Dataset rows showing where objects appear
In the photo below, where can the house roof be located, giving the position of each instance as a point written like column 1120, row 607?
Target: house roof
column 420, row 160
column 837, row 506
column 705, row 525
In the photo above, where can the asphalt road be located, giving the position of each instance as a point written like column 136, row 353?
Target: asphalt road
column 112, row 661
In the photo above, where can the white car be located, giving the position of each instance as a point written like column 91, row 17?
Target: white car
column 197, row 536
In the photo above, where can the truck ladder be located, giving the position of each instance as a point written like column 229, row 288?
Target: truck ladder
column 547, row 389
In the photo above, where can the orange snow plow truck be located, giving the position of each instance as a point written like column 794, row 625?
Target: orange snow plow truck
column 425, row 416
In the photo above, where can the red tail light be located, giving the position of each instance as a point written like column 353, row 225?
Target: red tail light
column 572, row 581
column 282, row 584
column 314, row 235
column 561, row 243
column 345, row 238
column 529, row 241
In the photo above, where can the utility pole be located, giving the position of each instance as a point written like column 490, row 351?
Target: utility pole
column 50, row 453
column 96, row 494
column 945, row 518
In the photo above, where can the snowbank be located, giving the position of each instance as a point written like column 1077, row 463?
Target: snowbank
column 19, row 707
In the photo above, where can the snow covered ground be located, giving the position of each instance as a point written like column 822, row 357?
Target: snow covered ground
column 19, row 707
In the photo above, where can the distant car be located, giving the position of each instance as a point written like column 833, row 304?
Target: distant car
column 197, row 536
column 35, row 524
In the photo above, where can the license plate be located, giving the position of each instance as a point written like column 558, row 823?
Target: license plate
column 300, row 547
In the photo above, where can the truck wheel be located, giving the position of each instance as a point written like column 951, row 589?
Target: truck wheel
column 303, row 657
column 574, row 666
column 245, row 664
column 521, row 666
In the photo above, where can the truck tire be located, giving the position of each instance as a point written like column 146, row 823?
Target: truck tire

SET TASK →
Please reproduce the material above word for word, from the first line through the last.

RESPONSE TO THIS EXERCISE →
In the photo below, where can the house roof be located, giving the position of each instance as a point written like column 1120, row 607?
Target: house roof
column 420, row 160
column 837, row 506
column 705, row 525
In the photo above, where can the asphalt road be located, giving the position of each instance as a point written like column 136, row 353?
Target: asphalt road
column 112, row 661
In the photo above, where can the white car be located, giving the position of each instance as a point written like column 91, row 17?
Target: white car
column 197, row 536
In the photo above, where can the truck ladder be located, giving the position of each instance as a point written like column 229, row 288?
Target: truck ladder
column 547, row 389
In the photo above, where can the orange snow plow truck be located, giving the position of each instance as a point written like column 794, row 625?
Target: orange snow plow truck
column 425, row 416
In the photo above, where can the red tail light be located, giving the position of each instance as a point written like column 353, row 225?
Target: red tail light
column 572, row 581
column 282, row 584
column 314, row 235
column 561, row 243
column 345, row 238
column 529, row 241
In the photo above, where can the utility pole be located, giving the position of each instance as a point written like column 490, row 351?
Target: utility pole
column 50, row 453
column 96, row 494
column 945, row 518
In the photo above, where can the snowbank be located, giving the position of each instance as a point written like column 1077, row 463?
Target: snowbank
column 19, row 707
In the photo above, where can the snow covered ground be located, giving the position of each instance as a point written like column 822, row 357?
Target: snow covered ground
column 19, row 707
In the photo above, where can the distant car be located, giving the position of each instance as a point written like column 833, row 304?
Target: distant car
column 197, row 536
column 35, row 524
In the photo above, where can the license plate be located, giving the position of each instance as a point written like column 558, row 823?
Target: license plate
column 300, row 547
In the photo above, where can the truck wheel be located, giving the position of each instance as a point written like column 951, row 589?
Target: truck wheel
column 303, row 657
column 574, row 666
column 245, row 664
column 521, row 666
In the photo above, where can the truck tire be located, giving the position of each instance as a point written like column 146, row 823?
Target: truck tire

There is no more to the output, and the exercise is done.